::: ENTRIES PROVIDED

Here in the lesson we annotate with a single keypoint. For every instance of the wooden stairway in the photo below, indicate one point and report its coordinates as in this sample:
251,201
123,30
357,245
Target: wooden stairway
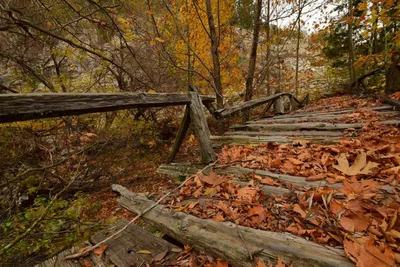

::::::

THE TASK: Rewrite the lines above with "wooden staircase" substituted for every occurrence of "wooden stairway", changing nothing else. Leave the pictures out.

EXERCISE RESPONSE:
Here in the lesson we annotate with a single keypoint. For every instance of the wooden staircase in the photo below, indicate one point and report its coordinates as in this sample:
251,201
123,30
357,245
Target: wooden staircase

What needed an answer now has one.